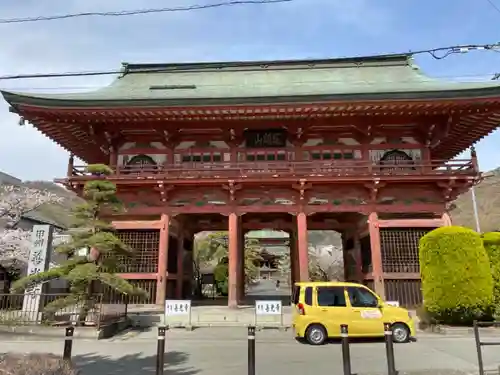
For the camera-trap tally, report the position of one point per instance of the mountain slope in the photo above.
(488, 204)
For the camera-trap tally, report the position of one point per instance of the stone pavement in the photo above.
(224, 352)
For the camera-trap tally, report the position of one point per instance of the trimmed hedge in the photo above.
(491, 242)
(457, 285)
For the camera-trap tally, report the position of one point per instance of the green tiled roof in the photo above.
(378, 77)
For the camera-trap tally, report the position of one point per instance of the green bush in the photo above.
(456, 280)
(221, 275)
(491, 242)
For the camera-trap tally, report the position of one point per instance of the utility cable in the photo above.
(437, 53)
(138, 11)
(450, 78)
(494, 6)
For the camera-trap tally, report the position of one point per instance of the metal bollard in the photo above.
(160, 353)
(389, 348)
(480, 363)
(68, 343)
(251, 350)
(346, 352)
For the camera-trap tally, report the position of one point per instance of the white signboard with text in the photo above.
(268, 307)
(177, 307)
(38, 261)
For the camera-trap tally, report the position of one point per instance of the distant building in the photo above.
(8, 179)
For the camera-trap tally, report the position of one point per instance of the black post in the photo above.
(480, 364)
(251, 350)
(68, 343)
(389, 348)
(346, 352)
(160, 353)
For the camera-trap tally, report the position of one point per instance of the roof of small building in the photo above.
(263, 82)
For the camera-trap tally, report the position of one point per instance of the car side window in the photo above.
(331, 296)
(308, 296)
(296, 293)
(361, 297)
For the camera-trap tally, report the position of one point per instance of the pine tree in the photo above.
(95, 235)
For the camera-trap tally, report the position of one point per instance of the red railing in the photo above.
(299, 169)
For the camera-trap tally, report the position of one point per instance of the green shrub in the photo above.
(221, 275)
(491, 242)
(456, 280)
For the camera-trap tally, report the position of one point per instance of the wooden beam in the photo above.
(411, 223)
(137, 224)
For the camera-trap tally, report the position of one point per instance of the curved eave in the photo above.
(88, 100)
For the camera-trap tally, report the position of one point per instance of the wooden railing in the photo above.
(301, 169)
=-=-=-=-=
__WHAT YOU NEED TO DO__
Print all of the records shown above exactly, leaving out each picture.

__THE OUTPUT__
For the camera-trap tally, report the position of one point per instance of the mountain slope in the photo above.
(488, 204)
For the camera-trap tally, report the position of one point per instance of the stone pavement in the photo above.
(224, 352)
For the camera-trap tally, report the position of one point per instance of the trimmed hedge in the photo above.
(491, 242)
(457, 285)
For the camera-trap tally, report the position of one point per instance of the green tiled roof in the photo above.
(378, 77)
For the camera-trap tally, report the position of one point per instance of the green bush in the photo above.
(456, 280)
(221, 275)
(491, 242)
For the camera-trap tally, report the position of one point per instance of the utility cable in the photo above.
(437, 53)
(138, 11)
(450, 78)
(494, 6)
For the camera-trap tally, report the position of one point per instance of the metal bollard in the photo above.
(160, 353)
(389, 348)
(480, 363)
(68, 343)
(251, 350)
(346, 352)
For the camera-trap tally, report the position of one point per instance of the white signboard with text in the photo above.
(268, 307)
(177, 307)
(38, 261)
For the camera-trap tally, report the position of one point per instance of the distant building in the photo above.
(8, 179)
For the camera-trap tally, report the position of one point per instance of the black post in the photo above.
(480, 364)
(251, 350)
(68, 343)
(389, 348)
(346, 352)
(160, 353)
For the camera-trap tally, report the position of one point per instance of the roof of small building in the photo above.
(263, 82)
For the camera-trap tally, report the position of one point per instance of the car side window in the photo above.
(331, 296)
(308, 296)
(296, 293)
(361, 297)
For the camera-trap tally, report the position of one point per instance of the pine tree in the photo above.
(95, 235)
For the camera-trap tally, report the position of one point per instance of the red railing in the photo above.
(299, 169)
For the camera-trap tally, report the position of one point per instance of the green shrub in the photo above.
(221, 275)
(491, 242)
(456, 280)
For the camera-trap tally, report the position of one point per instance of the wooden beam in the photo above.
(411, 223)
(137, 224)
For the camera-trap tally, report the position of one point per instance of the curved eave in the photo above.
(88, 100)
For the camera-trap tally, report the position of one point per instance of the wooden railing in the photo above.
(301, 169)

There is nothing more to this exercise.